## [Exercise requirements]
1 – Can you write out, word for word, the part of the EM clustering lab from "After today's lab, you" up to and including "trained and evaluated."?
2 – How would you extend the EM clustering lab, picking up right after its last sentence?

## [Text]
The **Expectation-Maximization (EM) Clustering** algorithm is another popular clustering algorithms used in machine learning. The goal of EM Clustering is to maximize the likelihood of the underlying sub-distributions in a given dataset by estimating the parameters those distributions. Similarly to the **k-Means** algorithm it is often used (1) to **confirm business assumptions** about what types of groups exist or (2) to **identify unknown groups** in complex data sets. Some examples of business-related use cases are:

>- Segment customers by purchase history;
>- Segment users by activities on an application or a website;
>- Group inventory by sales activity; or,
>- Group inventory by manufacturing metrics.

(Source: https://towardsdatascience.com/a-comparison-between-k-means-clustering-and-expectation-maximization-estimation-for-clustering-8c75a1193eb7)

Once the algorithm has been run and the groups are defined, any new data can be easily assigned to the correct group.

As always, pls. don't hesitate to ask all your questions either during the lab or send us an email (using our
fds.ai email addresses).

## 1. Lab Objectives:

After today's lab, you should be able to:

> 1. Know how to setup a **notebook or "pipeline"** that solves a simple unsupervised clustering task.
> 2. Understand how a **Expectation-Maximization (EM) Clustering** algorithm can be trained and evaluated.
> 3. Know how to select an **optimal number of clusters** or cluster means.
> 4. Know how to Python's **sklearn library** to perform unsupervised clustering.
> 5. Understand how to **evaluate** and **interpret** the obtained clustering results.

## 2. Setup of the Analysis Environment

Suppress potential warnings:

In [None]:
import warnings
warnings.filterwarnings('ignore')

Similarly to the previous labs, we need to import a couple of Python libraries that allow for data analysis and data visualization. In this lab will use the `Pandas`, `Numpy`, `Scikit-Learn (sklearn)`, `Matplotlib` and the `Seaborn` library. Let's import the libraries by the execution of the statements below:

In [None]:
# import the pandas data science library
import pandas as pd
import numpy as np

# import the scipy spatial distance capability
from scipy.spatial.distance import cdist

# import sklearn data sample generator libraries
from sklearn.datasets.samples_generator import make_blobs

# import sklearn k-means and gaussian-mixture classifier library
from sklearn.cluster import KMeans
from sklearn.mixture import GaussianMixture

# import matplotlib data visualization library
import matplotlib.pyplot as plt
import seaborn as sns

# import matplotlibs 3D plotting capabilities
from mpl_toolkits.mplot3d import Axes3D

Create nice looking plots using the **seaborn** plotting theme:

In [None]:
plt.style.use('seaborn')

Enable inline Jupyter notebook plotting:

In [None]:
%matplotlib inline

Set random seed of all our experiments:

In [None]:
random_seed = 42

## 3. Expectation Maximization (EM) Algorithm

"One way to think about the k-means model is that it places a circle (or, in higher dimensions, a hyper-sphere) at the center of each cluster, with a radius defined by the most distant point in the cluster" (Jake VanderPlas, The Python Data Science Handbook). To investigate this limitation of the **k-Means Clustering** algorithm let's have a closer look at an exemplary very skewed data distribution.

## [Dataset extract]

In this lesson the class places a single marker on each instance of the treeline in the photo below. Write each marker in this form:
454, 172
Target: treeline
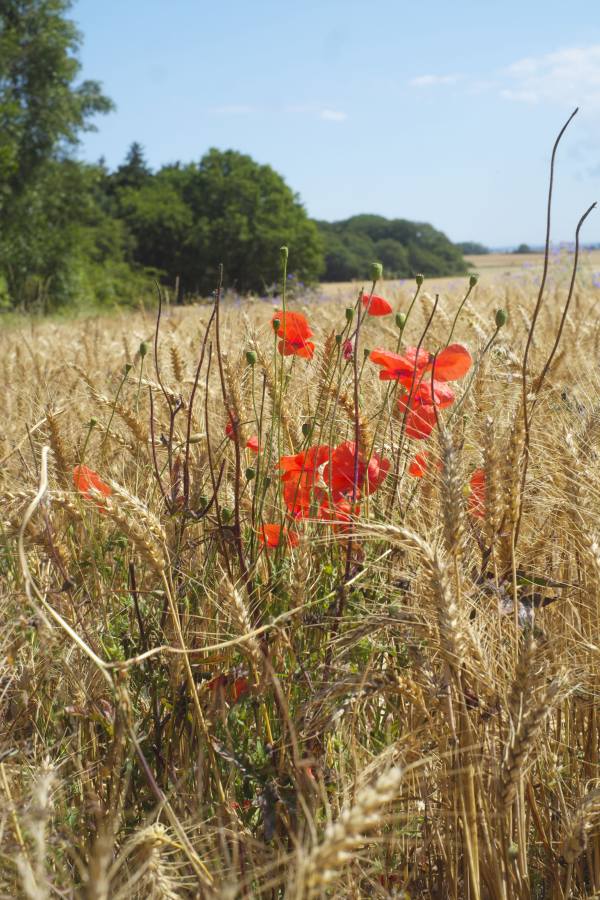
75, 233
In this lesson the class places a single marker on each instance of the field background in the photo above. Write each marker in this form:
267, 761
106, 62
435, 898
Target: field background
435, 735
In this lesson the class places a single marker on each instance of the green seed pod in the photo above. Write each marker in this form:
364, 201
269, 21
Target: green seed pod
376, 272
501, 318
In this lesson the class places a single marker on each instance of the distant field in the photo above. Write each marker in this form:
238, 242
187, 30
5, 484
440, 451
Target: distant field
261, 593
491, 267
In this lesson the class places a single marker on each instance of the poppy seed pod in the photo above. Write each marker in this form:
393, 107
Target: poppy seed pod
376, 272
501, 318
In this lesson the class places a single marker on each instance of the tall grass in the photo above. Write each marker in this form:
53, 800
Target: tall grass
402, 702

## [Answers in order]
1 –
After today's lab, you should be able to:

> 1. Know how to setup a **notebook or "pipeline"** that solves a simple unsupervised clustering task.
> 2. Understand how a **Expectation-Maximization (EM) Clustering** algorithm can be trained and evaluated.

2 –
### 3.1. Dataset Creation and Data Assessment

Let's create a very skewed distribution that exhibits a eliptical characteristic:

In [None]:
# generate a sample data distribution
data, labels = make_blobs(n_samples = 1000, centers = 3, cluster_std = .7, random_state = 0)

# init the random state and skew the data
random_state = np.random.RandomState(8)
data_skewed = np.dot(data, random_state.randn(2, 2))

Once created, let's visualize the skewed distribution accordingly:

In [None]:
# init the plot
fig = plt.figure(figsize=(8, 8))
ax = fig.add_subplot(111)

# add grid
ax.grid(linestyle='dotted')

# plot the two dimensions of the skewed distribution
scatter = ax.scatter(data_skewed[:,0], data_skewed[:,1])

# add axis legends
ax.set_xlabel("[feature $x_1$]", fontsize=14)
ax.set_ylabel("[feature $x_2$]", fontsize=14)

# add plot title
plt.title('Sample Skewed Distribution', fontsize=14);

Ok, the distribution looks indeed very skewed. It furthermore seem to consist of three commingled eliptical clusters. Let's see if we can identify those clusters using the k-Means Clustering algorithm that we discussed before:

In [None]:
# init the k-Means Clustering algorithm
kmeans = KMeans(n_clusters=3, random_state=42, max_iter=100)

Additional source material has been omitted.